• **Input rows**

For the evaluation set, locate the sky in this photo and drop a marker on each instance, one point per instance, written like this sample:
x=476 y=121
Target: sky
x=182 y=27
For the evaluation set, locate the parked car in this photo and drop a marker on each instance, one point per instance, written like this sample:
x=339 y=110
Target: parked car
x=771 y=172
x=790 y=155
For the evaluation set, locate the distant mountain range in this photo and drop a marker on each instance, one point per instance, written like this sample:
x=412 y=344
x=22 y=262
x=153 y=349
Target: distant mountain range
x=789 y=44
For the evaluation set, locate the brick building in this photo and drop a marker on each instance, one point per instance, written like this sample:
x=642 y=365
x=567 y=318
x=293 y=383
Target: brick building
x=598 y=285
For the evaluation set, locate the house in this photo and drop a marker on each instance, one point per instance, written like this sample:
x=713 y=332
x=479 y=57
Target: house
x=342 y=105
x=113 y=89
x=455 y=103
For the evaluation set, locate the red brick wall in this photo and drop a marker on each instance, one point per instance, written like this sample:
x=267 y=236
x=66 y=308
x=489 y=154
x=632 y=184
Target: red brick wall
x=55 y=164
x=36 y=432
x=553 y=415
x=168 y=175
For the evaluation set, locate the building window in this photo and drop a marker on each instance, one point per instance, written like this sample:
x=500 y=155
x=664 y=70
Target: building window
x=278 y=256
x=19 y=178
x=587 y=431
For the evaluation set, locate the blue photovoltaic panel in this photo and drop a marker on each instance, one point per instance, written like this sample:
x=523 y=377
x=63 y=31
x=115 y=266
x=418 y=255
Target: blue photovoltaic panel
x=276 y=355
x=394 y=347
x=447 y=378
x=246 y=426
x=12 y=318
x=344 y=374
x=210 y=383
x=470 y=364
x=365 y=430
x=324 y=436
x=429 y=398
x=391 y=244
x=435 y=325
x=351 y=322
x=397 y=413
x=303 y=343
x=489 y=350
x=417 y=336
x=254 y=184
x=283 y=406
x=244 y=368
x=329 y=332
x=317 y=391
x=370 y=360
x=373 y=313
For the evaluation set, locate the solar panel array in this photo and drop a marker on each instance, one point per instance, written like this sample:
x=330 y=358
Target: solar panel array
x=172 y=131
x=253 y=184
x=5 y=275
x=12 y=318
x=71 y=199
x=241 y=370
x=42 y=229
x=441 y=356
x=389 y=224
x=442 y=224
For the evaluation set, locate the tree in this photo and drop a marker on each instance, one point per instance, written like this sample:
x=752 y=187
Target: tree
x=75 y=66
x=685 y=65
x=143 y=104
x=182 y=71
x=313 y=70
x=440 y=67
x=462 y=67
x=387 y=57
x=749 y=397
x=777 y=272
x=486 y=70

• **Challenge**
Convert all of the data above into a JSON list of strings, one string per line, leaving out any blank lines.

• **Solved problem**
[
  "For the evaluation set, locate the sky in this photo and drop a marker on each instance, one point per instance, written like this sample:",
  "x=476 y=121",
  "Target: sky",
  "x=182 y=27",
  "For the evaluation set, locate the parked car in this photo and drop a marker on each instance, one point per instance, written like this sample:",
  "x=339 y=110",
  "Target: parked car",
  "x=771 y=172",
  "x=790 y=155",
  "For the evaluation set, locate the distant mountain range in this photo and drop a marker on each instance, one point per instance, written like this sample:",
  "x=412 y=344",
  "x=22 y=262",
  "x=153 y=349",
  "Target: distant mountain range",
  "x=789 y=44",
  "For the evaluation set, locate the brick building in this photo and drop a marker on each instance, one point per instance, written like this sample:",
  "x=642 y=365",
  "x=567 y=318",
  "x=293 y=383",
  "Target: brick building",
  "x=598 y=285",
  "For the evaluation set, locate the house in this photo and drop a marker on each instance, one point per instance, written like this sample:",
  "x=713 y=332",
  "x=479 y=57",
  "Target: house",
  "x=342 y=105",
  "x=113 y=89",
  "x=455 y=103",
  "For the evaluation set, locate the red brick wall in this photo and drop a marker on each instance, one point per instance, written like this sample:",
  "x=267 y=236",
  "x=66 y=308",
  "x=489 y=154",
  "x=632 y=184",
  "Target: red brick wall",
  "x=55 y=164",
  "x=36 y=432",
  "x=553 y=415",
  "x=168 y=175",
  "For the evaluation set, locate the building window in this photo and drop a marker on each instance, one point per instance, written like this sample:",
  "x=500 y=155",
  "x=664 y=70",
  "Target: building window",
  "x=278 y=256",
  "x=19 y=178",
  "x=587 y=431",
  "For the evaluation set, locate the blue photovoltaic panel in this photo and drop a marker on each instance, one point per instance, written like this sample:",
  "x=523 y=377",
  "x=63 y=31",
  "x=115 y=266",
  "x=418 y=255",
  "Target: blue photovoltaic panel",
  "x=276 y=355",
  "x=394 y=347",
  "x=447 y=378",
  "x=246 y=426",
  "x=12 y=318",
  "x=344 y=374",
  "x=210 y=383",
  "x=470 y=364",
  "x=365 y=430",
  "x=324 y=436",
  "x=429 y=398",
  "x=391 y=244",
  "x=435 y=325",
  "x=351 y=322",
  "x=397 y=413",
  "x=303 y=343",
  "x=489 y=350",
  "x=417 y=336",
  "x=254 y=184",
  "x=283 y=406",
  "x=244 y=368",
  "x=329 y=332",
  "x=317 y=391",
  "x=370 y=360",
  "x=373 y=313",
  "For the evaluation set, locate the solar panel array in this photo and drop a marker on each instance, one point per instance, written like this sample:",
  "x=330 y=358",
  "Target: solar panel array",
  "x=172 y=131",
  "x=253 y=184",
  "x=5 y=275",
  "x=12 y=318",
  "x=71 y=199",
  "x=241 y=370",
  "x=42 y=229",
  "x=441 y=356",
  "x=389 y=224",
  "x=442 y=224",
  "For the evaluation set, locate the tree in this photo and drop a marker on each instance, one point per instance, written like this sample:",
  "x=752 y=187",
  "Target: tree",
  "x=75 y=66",
  "x=685 y=65",
  "x=143 y=104",
  "x=182 y=71",
  "x=313 y=70",
  "x=440 y=67",
  "x=462 y=67",
  "x=387 y=57",
  "x=749 y=397",
  "x=777 y=272",
  "x=486 y=70"
]